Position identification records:

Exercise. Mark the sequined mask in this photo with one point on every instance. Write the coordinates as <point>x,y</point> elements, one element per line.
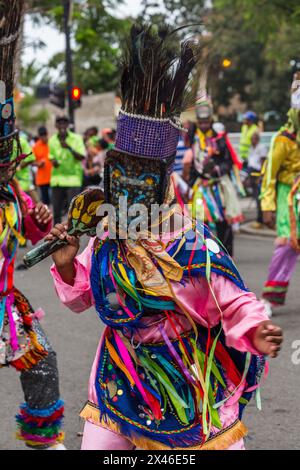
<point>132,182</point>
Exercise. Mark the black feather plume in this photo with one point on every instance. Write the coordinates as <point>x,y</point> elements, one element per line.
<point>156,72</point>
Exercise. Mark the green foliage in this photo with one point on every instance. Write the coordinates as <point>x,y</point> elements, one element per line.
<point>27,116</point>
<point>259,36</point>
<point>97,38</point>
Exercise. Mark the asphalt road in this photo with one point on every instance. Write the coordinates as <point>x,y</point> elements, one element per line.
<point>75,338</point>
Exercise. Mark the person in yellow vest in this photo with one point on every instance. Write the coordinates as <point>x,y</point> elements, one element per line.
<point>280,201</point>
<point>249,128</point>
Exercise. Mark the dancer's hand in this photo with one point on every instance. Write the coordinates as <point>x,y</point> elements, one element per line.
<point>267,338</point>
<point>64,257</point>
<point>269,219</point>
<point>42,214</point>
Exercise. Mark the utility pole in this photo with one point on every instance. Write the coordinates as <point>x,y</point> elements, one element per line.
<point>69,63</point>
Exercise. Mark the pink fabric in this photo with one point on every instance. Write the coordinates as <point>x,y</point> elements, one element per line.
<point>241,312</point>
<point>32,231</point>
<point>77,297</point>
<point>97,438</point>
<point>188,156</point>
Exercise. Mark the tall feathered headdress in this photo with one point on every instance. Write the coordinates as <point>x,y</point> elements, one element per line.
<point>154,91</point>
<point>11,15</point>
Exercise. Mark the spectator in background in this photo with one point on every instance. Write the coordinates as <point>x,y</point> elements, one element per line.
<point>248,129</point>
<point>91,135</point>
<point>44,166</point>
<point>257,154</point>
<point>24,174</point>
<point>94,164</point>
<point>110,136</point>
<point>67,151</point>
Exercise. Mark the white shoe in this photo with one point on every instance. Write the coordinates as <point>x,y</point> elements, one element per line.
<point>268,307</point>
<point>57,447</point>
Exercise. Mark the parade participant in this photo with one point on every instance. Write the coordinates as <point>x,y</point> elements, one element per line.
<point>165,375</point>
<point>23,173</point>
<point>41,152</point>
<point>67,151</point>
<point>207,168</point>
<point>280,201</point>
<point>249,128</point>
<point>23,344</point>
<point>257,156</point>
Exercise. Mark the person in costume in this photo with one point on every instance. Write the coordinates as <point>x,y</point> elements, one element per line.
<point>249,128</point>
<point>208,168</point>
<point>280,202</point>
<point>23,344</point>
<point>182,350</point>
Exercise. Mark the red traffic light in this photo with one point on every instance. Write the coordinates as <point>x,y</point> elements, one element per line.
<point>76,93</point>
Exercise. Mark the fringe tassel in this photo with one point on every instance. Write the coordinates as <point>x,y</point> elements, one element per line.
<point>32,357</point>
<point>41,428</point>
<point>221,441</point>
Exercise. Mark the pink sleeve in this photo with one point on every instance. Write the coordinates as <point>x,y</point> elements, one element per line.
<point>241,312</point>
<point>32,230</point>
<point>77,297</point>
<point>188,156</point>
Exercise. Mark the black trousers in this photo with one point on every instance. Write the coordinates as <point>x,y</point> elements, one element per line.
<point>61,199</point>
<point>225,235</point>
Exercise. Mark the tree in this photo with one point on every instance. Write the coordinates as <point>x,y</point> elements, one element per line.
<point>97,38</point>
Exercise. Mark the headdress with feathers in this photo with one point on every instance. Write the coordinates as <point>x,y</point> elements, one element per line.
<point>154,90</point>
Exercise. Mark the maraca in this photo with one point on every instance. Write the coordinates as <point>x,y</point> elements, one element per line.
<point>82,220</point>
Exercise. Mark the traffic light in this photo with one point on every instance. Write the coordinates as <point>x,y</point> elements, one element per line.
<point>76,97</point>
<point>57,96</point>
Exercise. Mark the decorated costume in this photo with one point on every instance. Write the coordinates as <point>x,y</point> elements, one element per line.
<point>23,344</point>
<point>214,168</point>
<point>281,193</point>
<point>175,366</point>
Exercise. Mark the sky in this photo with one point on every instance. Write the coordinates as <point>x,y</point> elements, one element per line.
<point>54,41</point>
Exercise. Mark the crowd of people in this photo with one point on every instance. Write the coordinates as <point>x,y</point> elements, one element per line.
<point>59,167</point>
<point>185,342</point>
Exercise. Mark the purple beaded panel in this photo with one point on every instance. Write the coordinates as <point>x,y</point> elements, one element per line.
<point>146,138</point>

---

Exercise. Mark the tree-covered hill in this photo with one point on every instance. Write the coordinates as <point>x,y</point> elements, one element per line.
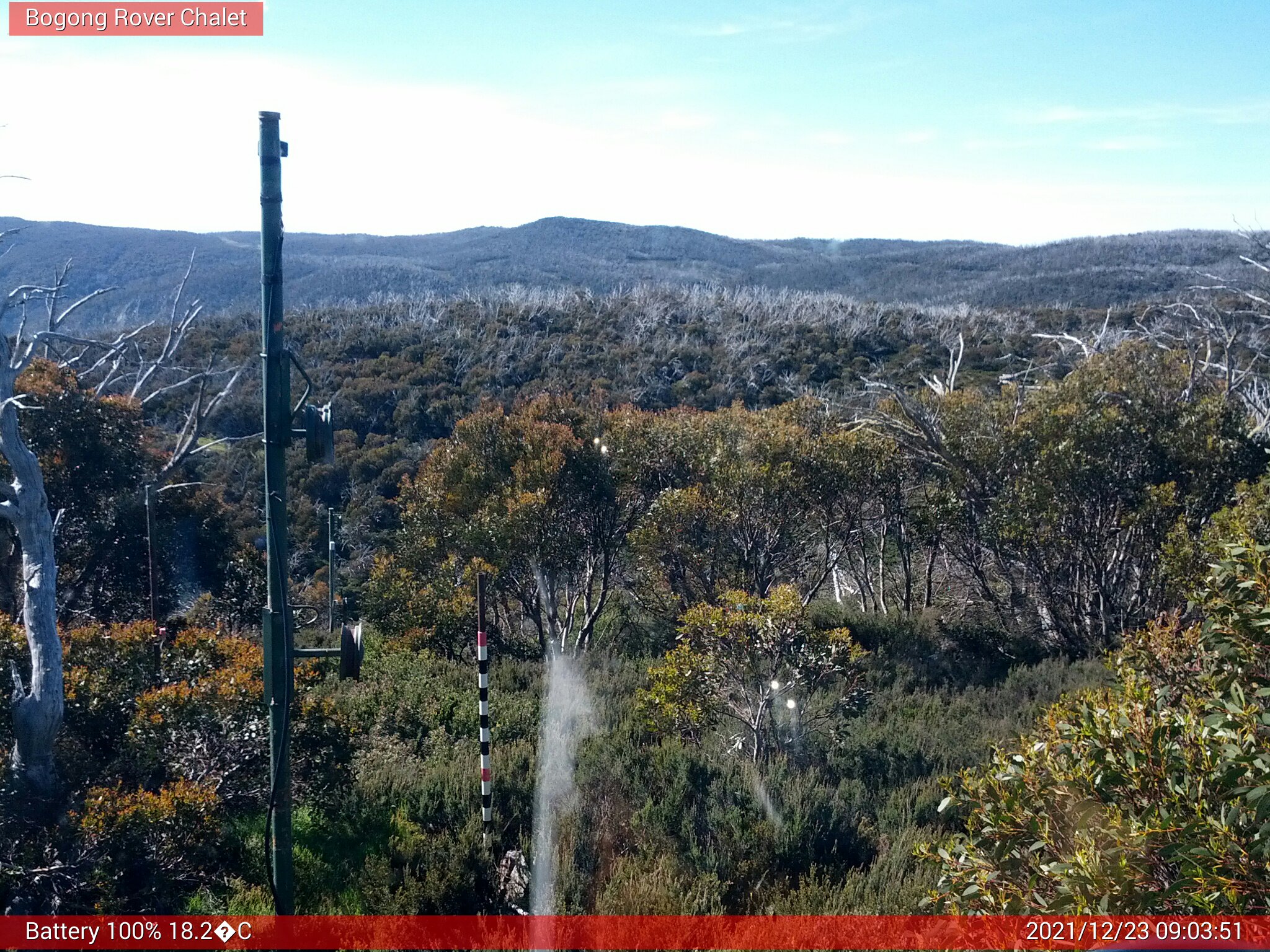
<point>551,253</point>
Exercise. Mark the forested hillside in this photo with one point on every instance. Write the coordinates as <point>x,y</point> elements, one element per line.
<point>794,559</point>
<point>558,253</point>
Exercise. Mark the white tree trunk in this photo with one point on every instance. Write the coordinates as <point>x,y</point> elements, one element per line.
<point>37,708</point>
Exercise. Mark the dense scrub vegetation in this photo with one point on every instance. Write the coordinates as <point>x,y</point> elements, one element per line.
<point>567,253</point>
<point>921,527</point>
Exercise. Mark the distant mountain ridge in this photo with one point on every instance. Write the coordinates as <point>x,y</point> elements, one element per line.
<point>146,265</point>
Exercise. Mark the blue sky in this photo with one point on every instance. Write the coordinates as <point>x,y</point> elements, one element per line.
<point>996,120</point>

---

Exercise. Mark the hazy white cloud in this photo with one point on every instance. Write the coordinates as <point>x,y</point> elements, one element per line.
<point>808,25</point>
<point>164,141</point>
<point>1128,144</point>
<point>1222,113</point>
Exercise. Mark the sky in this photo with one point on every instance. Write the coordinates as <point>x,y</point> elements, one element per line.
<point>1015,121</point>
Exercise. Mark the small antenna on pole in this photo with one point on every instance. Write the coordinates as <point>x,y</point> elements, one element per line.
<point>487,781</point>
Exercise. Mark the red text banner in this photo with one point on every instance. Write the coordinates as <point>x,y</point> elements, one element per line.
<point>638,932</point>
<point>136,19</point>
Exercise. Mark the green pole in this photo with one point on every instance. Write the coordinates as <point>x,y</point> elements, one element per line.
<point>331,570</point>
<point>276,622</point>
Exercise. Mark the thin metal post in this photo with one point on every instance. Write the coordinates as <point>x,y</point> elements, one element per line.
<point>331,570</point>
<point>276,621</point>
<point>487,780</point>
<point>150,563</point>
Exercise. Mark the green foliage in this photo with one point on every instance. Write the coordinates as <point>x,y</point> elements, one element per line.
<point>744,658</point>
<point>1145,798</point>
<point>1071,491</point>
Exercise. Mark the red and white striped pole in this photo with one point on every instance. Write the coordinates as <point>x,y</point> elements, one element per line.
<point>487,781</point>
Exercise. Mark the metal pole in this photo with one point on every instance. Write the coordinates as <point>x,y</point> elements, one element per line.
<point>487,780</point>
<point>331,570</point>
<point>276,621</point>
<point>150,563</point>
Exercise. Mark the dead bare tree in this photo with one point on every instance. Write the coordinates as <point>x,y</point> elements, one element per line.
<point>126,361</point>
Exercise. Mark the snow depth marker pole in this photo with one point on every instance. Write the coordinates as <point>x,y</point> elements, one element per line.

### Required task
Output as a JSON list of strings, one string per line with blank lines omitted, the lines of the records running from the line containing "Exercise. Mark the sequined" up to and including the line containing "<point>132,182</point>". Leave the pictures out of the answer.

### Exercise result
[
  "Exercise. Mark the sequined mask in this photo with one point on every instance. Write the coordinates as <point>x,y</point> elements, one element per line.",
  "<point>132,182</point>"
]